*** Materials provided Section Begins ***

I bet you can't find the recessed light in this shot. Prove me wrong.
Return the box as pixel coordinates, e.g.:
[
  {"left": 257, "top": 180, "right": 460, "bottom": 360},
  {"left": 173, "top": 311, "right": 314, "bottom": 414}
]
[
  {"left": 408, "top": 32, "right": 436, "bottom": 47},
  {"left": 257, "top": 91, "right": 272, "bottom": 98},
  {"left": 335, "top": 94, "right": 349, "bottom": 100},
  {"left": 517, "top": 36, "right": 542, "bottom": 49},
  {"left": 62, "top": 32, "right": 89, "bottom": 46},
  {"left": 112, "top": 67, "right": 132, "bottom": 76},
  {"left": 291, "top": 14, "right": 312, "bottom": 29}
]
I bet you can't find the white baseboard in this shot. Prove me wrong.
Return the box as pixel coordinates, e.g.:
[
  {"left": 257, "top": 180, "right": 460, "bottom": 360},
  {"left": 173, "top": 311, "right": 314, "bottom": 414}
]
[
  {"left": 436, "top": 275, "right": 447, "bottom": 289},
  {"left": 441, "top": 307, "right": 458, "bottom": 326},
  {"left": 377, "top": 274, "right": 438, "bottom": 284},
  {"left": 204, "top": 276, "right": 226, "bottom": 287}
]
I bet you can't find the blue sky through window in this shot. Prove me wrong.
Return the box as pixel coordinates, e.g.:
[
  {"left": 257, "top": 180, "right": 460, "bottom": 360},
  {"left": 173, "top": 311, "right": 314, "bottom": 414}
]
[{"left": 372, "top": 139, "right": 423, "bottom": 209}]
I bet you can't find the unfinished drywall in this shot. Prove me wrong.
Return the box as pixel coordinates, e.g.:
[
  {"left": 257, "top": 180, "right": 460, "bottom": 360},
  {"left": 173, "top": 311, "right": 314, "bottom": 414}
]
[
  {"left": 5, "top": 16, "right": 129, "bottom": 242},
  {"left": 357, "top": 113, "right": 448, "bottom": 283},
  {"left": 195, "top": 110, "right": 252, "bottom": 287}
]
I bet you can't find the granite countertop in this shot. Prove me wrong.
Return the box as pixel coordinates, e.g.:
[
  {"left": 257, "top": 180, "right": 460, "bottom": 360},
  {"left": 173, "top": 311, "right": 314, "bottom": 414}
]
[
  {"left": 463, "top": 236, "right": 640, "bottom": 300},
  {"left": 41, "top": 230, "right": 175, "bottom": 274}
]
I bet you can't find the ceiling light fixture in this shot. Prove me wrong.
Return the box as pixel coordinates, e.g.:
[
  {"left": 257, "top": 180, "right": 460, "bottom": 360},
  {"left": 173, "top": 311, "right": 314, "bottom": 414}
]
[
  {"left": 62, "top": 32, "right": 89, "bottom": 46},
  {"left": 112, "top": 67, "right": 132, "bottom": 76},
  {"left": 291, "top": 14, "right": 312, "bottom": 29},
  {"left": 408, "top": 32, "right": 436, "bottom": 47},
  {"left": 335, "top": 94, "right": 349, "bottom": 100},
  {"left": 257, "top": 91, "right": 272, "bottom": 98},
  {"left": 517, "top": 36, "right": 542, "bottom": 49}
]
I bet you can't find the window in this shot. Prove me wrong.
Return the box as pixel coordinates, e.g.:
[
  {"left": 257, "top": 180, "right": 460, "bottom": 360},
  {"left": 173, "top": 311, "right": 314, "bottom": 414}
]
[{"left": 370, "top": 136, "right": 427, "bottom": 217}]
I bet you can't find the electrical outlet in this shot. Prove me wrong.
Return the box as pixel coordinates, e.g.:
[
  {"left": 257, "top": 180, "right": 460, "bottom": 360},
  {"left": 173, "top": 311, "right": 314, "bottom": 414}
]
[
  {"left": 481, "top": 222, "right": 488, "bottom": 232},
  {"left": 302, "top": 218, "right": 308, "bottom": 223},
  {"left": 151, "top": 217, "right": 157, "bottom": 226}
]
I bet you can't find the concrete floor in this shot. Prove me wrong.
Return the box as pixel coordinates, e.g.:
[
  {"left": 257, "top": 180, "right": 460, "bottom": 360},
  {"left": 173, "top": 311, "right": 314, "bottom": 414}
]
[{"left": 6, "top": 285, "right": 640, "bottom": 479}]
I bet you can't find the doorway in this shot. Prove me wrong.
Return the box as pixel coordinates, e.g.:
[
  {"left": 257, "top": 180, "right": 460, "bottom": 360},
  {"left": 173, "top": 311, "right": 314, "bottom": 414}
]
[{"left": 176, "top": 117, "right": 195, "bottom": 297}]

*** Materials provided Section Ends ***

▶ _Work instructions_
Every line above holding the string "light" should be listed.

▶ _Problem solution_
I bet you can't find the recessed light in this shot. Prove me wrong.
I bet you can't find the ceiling light fixture in this shot. Prove me wrong.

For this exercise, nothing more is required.